Medicaid Work Requirements Exist to Punish the Poor

The New York Times’ Upshot blog has a depressing look today at Arkansas’ Medicaid work requirements, which earlier this month were reported to have already led to 4,300 people getting kicked off their health coverage. There are a lot of problems you can imagine with meeting these requirements, not least finding a job or a volunteer placement in the first place, but other, much more basic problems: It seems that a lot of Medicaid recipients simply don’t know about the requirements at all.

While state officials told the paper they had made multiple efforts to reach those affected, including by mailing letters and distributing fliers, those efforts don’t seem to be working:

But it seems that not everyone opened or read their mail. Ray Hanley, the president of the Arkansas Foundation for Medical Care, which ran a call center for the state, told my colleague Robert Pear that many people never answered their phones. The state said the open rate on emails was between 20 and 30 percent.
Jessica Greene, a professor of health policy at Baruch College in New York, visited three Arkansas counties last month and interviewed 18 Medicaid beneficiaries. Twelve of them were unaware of the work requirement, according to an article she published on the website of the journal Health Affairs.

Another major roadblock for the state’s Medicaid recipients: They’re required to log their hours on the state’s deeply shitty website, which looks like a Geocities page from 1998 and literally has a picture of a key on a keyboard on it. The Times post challenges readers to try and find where Medicaid recipients are supposed to log their hours; I think I found it, but when you click through this link, you’re taken to a login page where you have to sign up. Also, the second time I opened the page, the link no longer worked. The website also didn’t work when I tried to use it on my iPhone.

The National Digital Inclusion Alliance, an advocacy group that promotes internet access for the poor, noted this morning that “Arkansas has the deepest digital divide of any of the states with approved work requirements, with 45 percent of households lacking access to home broadband internet service.” Poor people across the U.S. are much less likely to have home broadband access. NDIA also noted that in other states with work requirements, like Kentucky and Indiana, low-cost internet plans offered by major broadband providers are only available to Supplemental Nutrition Assistance Program (SNAP) recipients, who are already exempt from the Medicaid work requirements—though the federal government mandates a work requirement for SNAP coverage, too, under a law signed by Bill Clinton.

Dataset content:
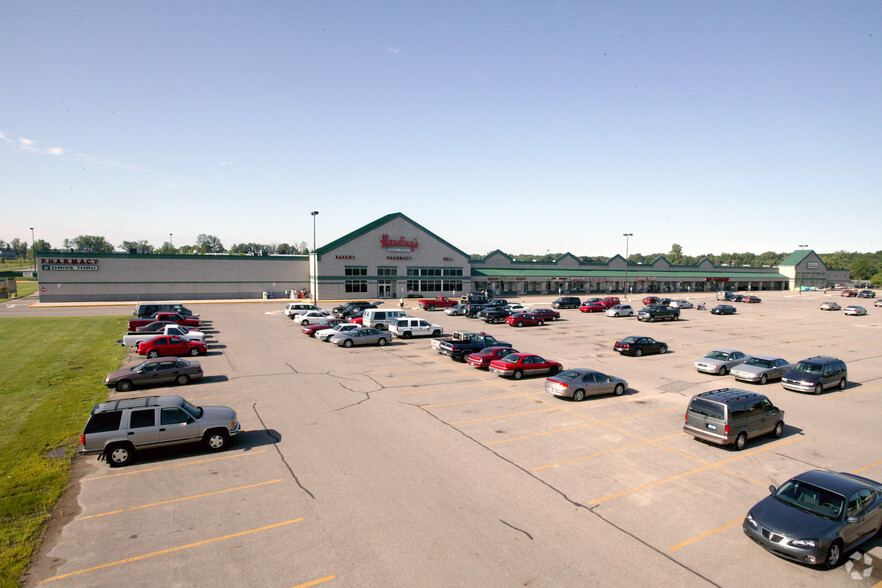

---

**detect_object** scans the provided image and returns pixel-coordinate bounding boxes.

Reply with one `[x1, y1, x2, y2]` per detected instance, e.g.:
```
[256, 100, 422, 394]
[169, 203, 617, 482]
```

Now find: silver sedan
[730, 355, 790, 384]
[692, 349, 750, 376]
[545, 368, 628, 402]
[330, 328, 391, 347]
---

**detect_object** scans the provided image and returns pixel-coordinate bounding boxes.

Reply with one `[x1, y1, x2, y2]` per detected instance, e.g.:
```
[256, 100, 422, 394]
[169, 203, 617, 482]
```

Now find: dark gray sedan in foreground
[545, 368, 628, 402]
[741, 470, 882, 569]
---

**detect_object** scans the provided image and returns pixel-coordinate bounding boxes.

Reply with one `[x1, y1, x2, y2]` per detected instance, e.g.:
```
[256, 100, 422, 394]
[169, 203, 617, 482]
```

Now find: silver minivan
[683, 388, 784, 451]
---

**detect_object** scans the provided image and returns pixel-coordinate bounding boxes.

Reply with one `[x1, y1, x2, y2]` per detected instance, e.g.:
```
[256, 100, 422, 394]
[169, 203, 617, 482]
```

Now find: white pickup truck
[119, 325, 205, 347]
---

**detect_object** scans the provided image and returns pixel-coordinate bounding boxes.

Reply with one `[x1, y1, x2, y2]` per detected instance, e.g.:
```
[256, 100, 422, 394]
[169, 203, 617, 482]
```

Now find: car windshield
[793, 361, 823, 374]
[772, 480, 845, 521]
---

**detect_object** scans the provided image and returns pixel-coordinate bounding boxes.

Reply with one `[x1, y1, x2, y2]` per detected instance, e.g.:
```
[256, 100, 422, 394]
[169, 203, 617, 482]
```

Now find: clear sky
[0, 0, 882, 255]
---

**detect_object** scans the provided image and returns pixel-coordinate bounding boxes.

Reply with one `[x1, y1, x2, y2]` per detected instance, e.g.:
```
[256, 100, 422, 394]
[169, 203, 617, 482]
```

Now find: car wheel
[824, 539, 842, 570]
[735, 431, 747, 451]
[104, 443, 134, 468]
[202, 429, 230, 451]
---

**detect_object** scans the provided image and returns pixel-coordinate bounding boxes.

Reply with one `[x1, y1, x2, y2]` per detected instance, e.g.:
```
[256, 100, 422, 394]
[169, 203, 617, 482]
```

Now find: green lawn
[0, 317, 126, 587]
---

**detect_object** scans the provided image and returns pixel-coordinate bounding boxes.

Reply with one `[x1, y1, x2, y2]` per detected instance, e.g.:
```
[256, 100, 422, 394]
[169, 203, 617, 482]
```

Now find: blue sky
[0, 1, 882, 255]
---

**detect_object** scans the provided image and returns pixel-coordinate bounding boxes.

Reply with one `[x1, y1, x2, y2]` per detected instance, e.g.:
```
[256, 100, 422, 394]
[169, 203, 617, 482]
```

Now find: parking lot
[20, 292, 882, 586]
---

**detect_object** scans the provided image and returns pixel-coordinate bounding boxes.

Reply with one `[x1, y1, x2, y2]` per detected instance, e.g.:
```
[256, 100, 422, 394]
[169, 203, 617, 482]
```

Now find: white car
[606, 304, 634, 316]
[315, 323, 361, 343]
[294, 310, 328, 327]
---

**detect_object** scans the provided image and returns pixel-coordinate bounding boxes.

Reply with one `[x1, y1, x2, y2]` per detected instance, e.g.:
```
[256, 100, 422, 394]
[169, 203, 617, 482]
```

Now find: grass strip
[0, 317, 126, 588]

Explore the material:
**A.** According to the text on Medicaid work requirements, what percentage of Arkansas households lack access to home broadband internet service?
**B.** List every person named in the text on Medicaid work requirements.
**C.** Continue the text on Medicaid work requirements from where it ends.

Expected outputs:
**A.** 45 percent

**B.** Ray Hanley, Robert Pear, Jessica Greene, Bill Clinton

**C.**
Work requirements are not about getting people into work; there’s no evidence to show Medicaid work requirements work like that, whereas evidence does show they won’t. Other studies show they will worsen health outcomes and cause thousands of people to lose care simply because they can’t jump through the administrative hoops even if they do qualify for coverage. The Arkansas Republicans who pushed these requirements on their citizens don’t care if a single person gets a job because of this, or if thousands of people lose their coverage every month otherwise. They don’t care if the people affected aren’t aware of the new requirements. They don’t care if the website where they’re required to register doesn’t work and would confuse even the most internet-addled millennial out there.

Not only do they not care; they actively want people to be discouraged and confused by, or even entirely unaware of, these requirements. The requirements are hard to fulfill on purpose. They want to create an underclass of sick, poor, disenfranchised, miserable people. Their ideology requires the existence of this misery. This plan doesn’t even make the rich richer, at least not directly; it just punishes poor people for the crime of being poor.